--- Start Supplied passage ---

NTA is an open source Nanoparticle Tracking Analysis package for R.
A laser beam is passed through a prism and into the particle suspension. The particles scatter the laser beam, which allows for detection via a CCD, EMCCD or CMOS camera sensor. The camera captures a video of the particles moving in Brownian motion.
Image analysis on a frame by frame basis allows for tracking of particles. The average distance travelled by each particle is calculated on the x and y axis. These values allow the particle diffusion coefficient (Dt) to be determined. If the sample temperature (T) and solvent viscosity (η) are known, then the sphere-equivalent diameter (d) of the particles can be identified using the Stokes-Einstein equation:
Dt = (T * Kb) / (3 * π * η * d)
Where Kb is Boltzmann's constant.
The amount of light scattered by a particle in any given direction is a function of many variables, including incident illumination power, wavelength, angle and polarization, particle size, refractive index (real and imaginary) and shape, as well as solvent refractive index.

--- End Supplied passage ---

### Task prompt
In the nanoparticle tracking text, which equation gives the particles' sphere-equivalent diameter once the sample temperature and solvent viscosity are known?

--- Start Extracted material ---

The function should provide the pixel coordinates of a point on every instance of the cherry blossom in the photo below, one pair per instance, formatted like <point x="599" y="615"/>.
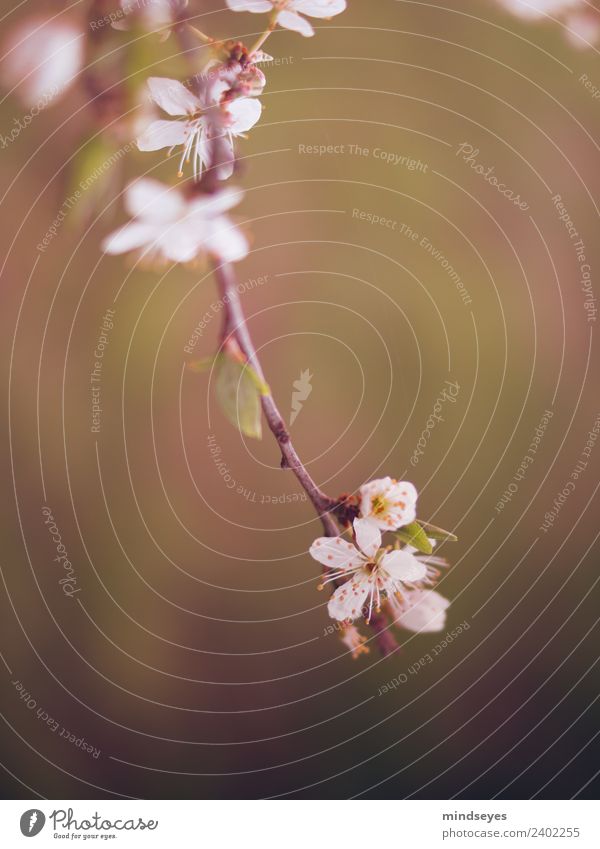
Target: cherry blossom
<point x="288" y="13"/>
<point x="193" y="129"/>
<point x="423" y="611"/>
<point x="168" y="226"/>
<point x="388" y="504"/>
<point x="42" y="57"/>
<point x="371" y="571"/>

--- End Extracted material ---

### Completed exercise
The Stokes-Einstein equation.